▸ **Tâches à réaliser**
**A)** Dans le texte sur la BD au secondaire, reprenez sous forme de liste le paragraphe qui commence par « À travers La BD au secondaire », en gardant ses faits principaux.
**B)** Reprenez le texte sur la BD au secondaire là où il s'arrête et poursuivez-le.

▸ **Sélection**

Enseigner la bande dessinée au secondaire, pourquoi pas?
Après tout : la BD n’est pas un genre littéraire, elle est un médium, un langage. Pourquoi ne pas, ainsi, placer des titres de bande dessinée aux côtés de romans ou de recueil de poésie au cursus de littérature du premier et du deuxième cycle du secondaire?
Une proposition d’intérêt?
Oui, selon Marie-Hélène Marcoux, conseillère pédagogique et auteure de l’ouvrage La BD au secondaire, aux éditions de la Chenelière.
Pourquoi?
Parce que la BD a la cote auprès des adolescents (après tout, selon l’OCDE, c’est le médium qu’ils lisent le plus, après les journaux). D’abord. Puis parce que c’est un outil de plus, une porte d’entrée de plus, pour amener toujours plus de jeunes aujourd’hui à devenir des lecteurs demain.
À travers La BD au secondaire, Marie-Hélène Marcoux propose une démarche, une approche. À partir de trois titres (Paul au parc et Paul a un travail d’été, de Michel Rabagliati, et Jane, le renard et moi d’Isabelle Arsenault et Fanny Britt, choisies notamment pour leurs thématiques proches des jeunes fréquentant le secondaire), son ouvrage propose un travail de lecture collaborative autant que des parcours thématiques, autant qu’un mode d’appropriation des bases de ce langage littéraire, tant pour les enseignants que pour leurs étudiants. Avec des ponts, évidemment, vers le contenu du programme de formation québécois. Tout ça, pour développer la compréhension et l’analyse d’une œuvre narrative, au sens large.

▸ **Extraits de données**
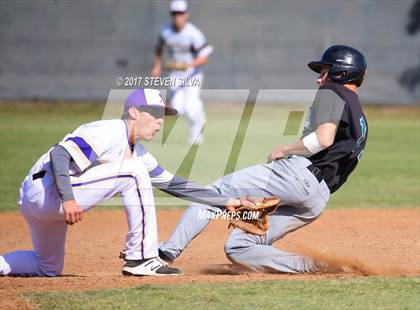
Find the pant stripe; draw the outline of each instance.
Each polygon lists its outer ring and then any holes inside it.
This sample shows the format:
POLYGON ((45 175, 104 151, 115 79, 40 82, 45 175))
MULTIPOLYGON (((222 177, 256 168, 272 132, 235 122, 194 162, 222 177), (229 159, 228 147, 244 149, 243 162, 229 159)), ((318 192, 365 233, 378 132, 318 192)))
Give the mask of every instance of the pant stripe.
POLYGON ((140 193, 139 183, 137 181, 137 178, 135 176, 131 175, 131 174, 120 174, 120 175, 116 175, 116 176, 100 178, 100 179, 97 179, 97 180, 91 180, 91 181, 87 181, 87 182, 74 183, 71 186, 72 187, 79 187, 79 186, 82 186, 82 185, 89 185, 89 184, 93 184, 93 183, 108 181, 108 180, 111 180, 111 179, 124 179, 124 178, 131 178, 131 179, 134 179, 134 181, 136 182, 137 195, 139 197, 141 214, 142 214, 141 257, 142 257, 142 259, 144 259, 144 237, 145 237, 144 236, 144 226, 145 226, 144 216, 145 216, 145 212, 144 212, 143 201, 141 199, 141 193, 140 193))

▸ **Réponses attendues**
**A)**
- Dans La BD au secondaire, Marie-Hélène Marcoux propose une démarche, une approche.
- Elle part de trois titres : Paul au parc et Paul a un travail d'été, de Michel Rabagliati, et Jane, le renard et moi, d'Isabelle Arsenault et Fanny Britt. Ces titres ont été choisis notamment parce que leurs thèmes sont proches des jeunes du secondaire.
- L'ouvrage propose un travail de lecture collaborative, des parcours thématiques et une façon de s'approprier les bases de ce langage, pour les enseignants comme pour leurs étudiants.
- Il fait des ponts avec le contenu du programme de formation québécois.
- Le but est de développer la compréhension et l'analyse d'une œuvre narrative, au sens large.

**B)**
Bref, une belle – et riche – proposition, qui, peut-être, pourra venir combler un vide, remplir cette absence, et donner une place à la bande dessinée (voire, de la bande dessinée d’ici) dans le développement et l’expérimentation de la littérature au secondaire.
Mais bon, uniquement, ici, que quelques pistes. Question d’aller un peu plus loin, je vous propose un entretien d’un peu moins de 20 minutes réalisé tout récemment avec l’auteure de cet ouvrage publié à l’automne 2015 :
Alors que les matières scolaires, notamment au primaire et au secondaire, ont pour objet principal de fournir un bagage de base à l’étudiant, y compris dans le cas précis de la littérature au niveau de la culture, il me semble que l’idée d’enseigner la bande dessinée ne participe pas de cet objectif.
D’ailleurs, je suis d’avis que certaines choses ne s’enseignent tout simplement pas. La soi-disant «créativité» par exemple. Tout ce qui relève de l’Art. Autant l’écriture, le dessin, la musique et tutti quanti. Et chercher malgré tout à vouloir enseigner ce qui par nature est intangible risque de causer un tort immense aux jeunes exposés à pareille approche didactique.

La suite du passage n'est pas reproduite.